--- PROBLEM TO SOLVE ---
In the passage on choosing ETFs below, reproduce word for word everything from "For example, the" down to "a great option.".

--- READING PASSAGE ---
Segment Open

You generally want to buy ETFs that provide attractive potential return with minimal overlap with your existing portfolio.

For example, the Betashares Nasdaq 100 ETF (NDQ), a passive ETF that tracks the Nasdaq 100 Index, has nearly a 50% weighting to the technology sector. Taking a closer look, we can see that the ETF's largest holding is Apple (AAPL) with a weighting of almost 10%.

If you have a high risk tolerance and minimal existing allocation to the technology sector, this ETF is a great option.

However, if you you already have a high allocation to the technology sector or Apple stock, buying this ETF may simply increase your risk without adding to your potential return. If something bad happens to the technology sector this ETF will fall along with the rest of your portfolio. And if something good happens to the technology sector it will rise along with the rest of your portfolio. In either case, the return of your overall portfolio is not significantly changed by the inclusion of this ETF.

NDQ ETF Sector Allocation
Betashares NDQ ETF Sector Allocation

Expense Ratio

ETF managers don't work for free. Just like you and I pay brokerage, ETF managers incur transaction fees whenever they make changes to the underlying portfolio. There are also administrative and regulatory fees, and, if the fund is actively managed, salaries for the portfolio managers that have to be paid.

The expense ratio is a measure of the annual fee that the ETF manager charges as a percentage of your investment in the fund.

If you invest $100 in an ETF with an expense ratio of 1%, you will pay $1 in fees over the course of one year.

Segment Closed

Entries drawn from a collection
Segment Open

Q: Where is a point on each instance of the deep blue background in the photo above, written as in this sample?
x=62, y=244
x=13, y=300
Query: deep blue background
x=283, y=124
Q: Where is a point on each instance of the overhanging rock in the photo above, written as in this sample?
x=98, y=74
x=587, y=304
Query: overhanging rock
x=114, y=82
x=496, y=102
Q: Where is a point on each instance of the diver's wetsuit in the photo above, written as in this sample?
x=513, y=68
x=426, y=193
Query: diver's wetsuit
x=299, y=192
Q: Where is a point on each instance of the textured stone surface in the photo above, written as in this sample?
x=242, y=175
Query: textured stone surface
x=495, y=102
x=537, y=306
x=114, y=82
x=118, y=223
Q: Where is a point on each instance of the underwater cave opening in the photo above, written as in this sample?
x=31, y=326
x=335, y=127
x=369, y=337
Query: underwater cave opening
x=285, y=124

Segment Closed

--- RESPONSE AREA ---
For example, the Betashares Nasdaq 100 ETF (NDQ), a passive ETF that tracks the Nasdaq 100 Index, has nearly a 50% weighting to the technology sector. Taking a closer look, we can see that the ETF's largest holding is Apple (AAPL) with a weighting of almost 10%.

If you have a high risk tolerance and minimal existing allocation to the technology sector, this ETF is a great option.